§ TASK OBJECTIVE:
Sift the material for lines containing "short", and return them.

▼▼▼

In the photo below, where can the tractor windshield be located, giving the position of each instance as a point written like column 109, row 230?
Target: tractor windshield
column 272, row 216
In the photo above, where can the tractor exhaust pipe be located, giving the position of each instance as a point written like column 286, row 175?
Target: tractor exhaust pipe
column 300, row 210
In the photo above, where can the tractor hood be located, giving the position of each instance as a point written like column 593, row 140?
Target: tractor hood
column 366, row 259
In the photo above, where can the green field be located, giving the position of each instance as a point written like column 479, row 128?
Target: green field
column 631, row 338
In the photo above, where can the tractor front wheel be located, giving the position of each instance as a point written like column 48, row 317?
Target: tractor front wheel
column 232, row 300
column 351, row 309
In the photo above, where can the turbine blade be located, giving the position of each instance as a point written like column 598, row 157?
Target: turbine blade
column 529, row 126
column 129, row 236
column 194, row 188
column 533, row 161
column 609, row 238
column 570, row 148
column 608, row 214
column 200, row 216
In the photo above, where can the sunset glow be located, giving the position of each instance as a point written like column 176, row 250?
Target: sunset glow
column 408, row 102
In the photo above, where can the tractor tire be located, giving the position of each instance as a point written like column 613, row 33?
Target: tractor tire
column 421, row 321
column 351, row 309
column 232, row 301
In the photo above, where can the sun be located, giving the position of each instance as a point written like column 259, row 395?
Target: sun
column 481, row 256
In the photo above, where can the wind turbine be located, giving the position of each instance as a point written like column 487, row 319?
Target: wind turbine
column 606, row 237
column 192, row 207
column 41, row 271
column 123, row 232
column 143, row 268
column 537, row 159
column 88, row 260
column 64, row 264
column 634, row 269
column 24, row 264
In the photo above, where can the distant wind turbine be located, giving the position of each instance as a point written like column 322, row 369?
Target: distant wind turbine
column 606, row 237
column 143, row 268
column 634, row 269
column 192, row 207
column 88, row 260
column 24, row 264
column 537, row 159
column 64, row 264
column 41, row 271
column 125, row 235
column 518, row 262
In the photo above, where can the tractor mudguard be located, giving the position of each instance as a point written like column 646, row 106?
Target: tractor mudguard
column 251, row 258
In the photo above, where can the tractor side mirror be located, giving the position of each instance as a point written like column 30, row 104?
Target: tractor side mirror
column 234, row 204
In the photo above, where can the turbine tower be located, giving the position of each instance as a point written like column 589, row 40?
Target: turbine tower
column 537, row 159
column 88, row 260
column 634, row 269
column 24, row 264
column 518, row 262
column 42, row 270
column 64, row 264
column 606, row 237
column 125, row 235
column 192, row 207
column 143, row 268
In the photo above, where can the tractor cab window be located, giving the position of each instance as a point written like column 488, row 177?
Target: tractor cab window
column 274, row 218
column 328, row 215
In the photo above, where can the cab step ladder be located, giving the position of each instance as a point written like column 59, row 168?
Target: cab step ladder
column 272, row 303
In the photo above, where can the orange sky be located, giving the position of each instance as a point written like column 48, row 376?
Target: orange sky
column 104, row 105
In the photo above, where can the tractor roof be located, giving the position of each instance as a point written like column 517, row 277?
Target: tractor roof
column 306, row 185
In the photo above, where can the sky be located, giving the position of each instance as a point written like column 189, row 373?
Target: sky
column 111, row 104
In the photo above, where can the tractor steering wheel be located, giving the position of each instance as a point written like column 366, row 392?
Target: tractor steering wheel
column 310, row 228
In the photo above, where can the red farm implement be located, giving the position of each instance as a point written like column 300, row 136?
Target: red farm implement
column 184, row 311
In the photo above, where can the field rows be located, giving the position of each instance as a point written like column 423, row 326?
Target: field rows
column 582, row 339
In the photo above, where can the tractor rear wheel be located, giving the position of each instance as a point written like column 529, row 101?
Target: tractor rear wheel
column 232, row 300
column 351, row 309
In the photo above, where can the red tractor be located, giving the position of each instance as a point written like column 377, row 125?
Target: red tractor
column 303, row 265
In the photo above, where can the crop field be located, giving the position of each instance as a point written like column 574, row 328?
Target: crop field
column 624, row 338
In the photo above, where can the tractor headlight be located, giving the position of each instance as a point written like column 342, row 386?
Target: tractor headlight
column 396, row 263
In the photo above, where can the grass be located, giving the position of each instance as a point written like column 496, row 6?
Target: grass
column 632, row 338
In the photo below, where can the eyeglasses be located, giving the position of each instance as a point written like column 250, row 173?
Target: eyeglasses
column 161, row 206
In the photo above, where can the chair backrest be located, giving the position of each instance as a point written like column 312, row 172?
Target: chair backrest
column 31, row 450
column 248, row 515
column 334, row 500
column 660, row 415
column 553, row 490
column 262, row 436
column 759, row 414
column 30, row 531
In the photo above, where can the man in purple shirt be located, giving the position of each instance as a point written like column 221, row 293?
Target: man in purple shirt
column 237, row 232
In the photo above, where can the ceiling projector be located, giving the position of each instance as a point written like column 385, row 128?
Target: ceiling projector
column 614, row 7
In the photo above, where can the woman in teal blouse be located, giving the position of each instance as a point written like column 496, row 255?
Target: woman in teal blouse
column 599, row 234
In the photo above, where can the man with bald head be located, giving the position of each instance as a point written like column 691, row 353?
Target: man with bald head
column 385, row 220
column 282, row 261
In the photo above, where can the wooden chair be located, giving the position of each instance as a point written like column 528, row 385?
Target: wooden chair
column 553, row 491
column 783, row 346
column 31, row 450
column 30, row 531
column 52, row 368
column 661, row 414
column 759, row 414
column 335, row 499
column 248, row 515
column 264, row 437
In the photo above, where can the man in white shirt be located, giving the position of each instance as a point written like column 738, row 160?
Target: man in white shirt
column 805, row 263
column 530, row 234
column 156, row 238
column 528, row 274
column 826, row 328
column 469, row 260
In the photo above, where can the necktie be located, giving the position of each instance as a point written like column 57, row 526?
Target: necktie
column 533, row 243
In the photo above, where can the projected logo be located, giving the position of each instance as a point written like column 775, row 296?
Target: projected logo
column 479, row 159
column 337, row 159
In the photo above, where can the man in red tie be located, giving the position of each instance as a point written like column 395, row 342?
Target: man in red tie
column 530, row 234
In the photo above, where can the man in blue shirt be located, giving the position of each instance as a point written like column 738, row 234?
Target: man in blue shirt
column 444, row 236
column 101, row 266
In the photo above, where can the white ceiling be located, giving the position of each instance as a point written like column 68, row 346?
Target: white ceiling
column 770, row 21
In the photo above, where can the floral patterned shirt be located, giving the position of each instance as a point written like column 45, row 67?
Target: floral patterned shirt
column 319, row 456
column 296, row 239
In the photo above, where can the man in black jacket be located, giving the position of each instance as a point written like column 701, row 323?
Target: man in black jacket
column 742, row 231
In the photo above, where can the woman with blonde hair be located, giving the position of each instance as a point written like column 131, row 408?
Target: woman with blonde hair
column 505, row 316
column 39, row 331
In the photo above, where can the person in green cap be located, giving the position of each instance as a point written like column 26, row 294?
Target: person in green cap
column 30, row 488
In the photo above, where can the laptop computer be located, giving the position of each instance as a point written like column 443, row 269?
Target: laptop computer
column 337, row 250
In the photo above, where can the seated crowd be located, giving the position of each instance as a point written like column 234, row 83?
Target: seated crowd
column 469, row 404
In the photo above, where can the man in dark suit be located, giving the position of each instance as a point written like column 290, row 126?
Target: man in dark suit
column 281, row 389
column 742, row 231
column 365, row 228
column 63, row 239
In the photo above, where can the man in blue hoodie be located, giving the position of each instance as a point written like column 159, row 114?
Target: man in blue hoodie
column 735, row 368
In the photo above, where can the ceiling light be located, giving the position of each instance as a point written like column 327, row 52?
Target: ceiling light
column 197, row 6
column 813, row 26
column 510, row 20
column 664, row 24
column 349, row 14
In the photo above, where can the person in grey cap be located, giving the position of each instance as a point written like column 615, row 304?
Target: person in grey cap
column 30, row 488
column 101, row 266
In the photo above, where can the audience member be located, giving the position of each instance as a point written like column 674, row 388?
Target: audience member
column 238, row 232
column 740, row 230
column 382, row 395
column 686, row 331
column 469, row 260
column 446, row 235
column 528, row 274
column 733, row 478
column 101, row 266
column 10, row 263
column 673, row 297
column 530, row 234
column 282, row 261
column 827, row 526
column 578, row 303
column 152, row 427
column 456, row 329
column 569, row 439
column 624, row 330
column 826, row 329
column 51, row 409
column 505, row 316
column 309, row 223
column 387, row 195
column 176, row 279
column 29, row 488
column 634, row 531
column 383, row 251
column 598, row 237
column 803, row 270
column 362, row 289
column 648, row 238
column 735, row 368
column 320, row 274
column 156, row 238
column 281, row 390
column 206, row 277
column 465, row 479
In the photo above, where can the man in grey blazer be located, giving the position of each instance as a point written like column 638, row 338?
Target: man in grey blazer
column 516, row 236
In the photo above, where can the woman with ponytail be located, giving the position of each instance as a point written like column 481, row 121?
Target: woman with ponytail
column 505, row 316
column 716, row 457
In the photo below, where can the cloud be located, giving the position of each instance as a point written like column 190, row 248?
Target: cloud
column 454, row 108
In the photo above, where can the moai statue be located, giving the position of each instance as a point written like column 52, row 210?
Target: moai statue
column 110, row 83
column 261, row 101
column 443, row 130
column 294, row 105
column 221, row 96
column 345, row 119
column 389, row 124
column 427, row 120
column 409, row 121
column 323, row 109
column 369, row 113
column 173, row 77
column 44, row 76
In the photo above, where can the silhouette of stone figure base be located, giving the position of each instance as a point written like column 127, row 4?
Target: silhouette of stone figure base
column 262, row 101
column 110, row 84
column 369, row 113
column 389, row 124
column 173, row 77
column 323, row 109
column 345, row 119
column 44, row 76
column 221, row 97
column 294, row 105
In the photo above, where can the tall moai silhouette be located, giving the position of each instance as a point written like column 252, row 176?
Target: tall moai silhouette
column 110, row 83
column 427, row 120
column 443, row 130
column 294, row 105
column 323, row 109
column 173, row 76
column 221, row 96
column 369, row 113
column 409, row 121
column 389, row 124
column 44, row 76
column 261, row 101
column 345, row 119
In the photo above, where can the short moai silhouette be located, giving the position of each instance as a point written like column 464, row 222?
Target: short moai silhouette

▲▲▲

§ FINISHED TASK:
In the photo above, where can the short moai silhouette be located, giving the position of each instance as a point written like column 464, row 222?
Target: short moai silhouette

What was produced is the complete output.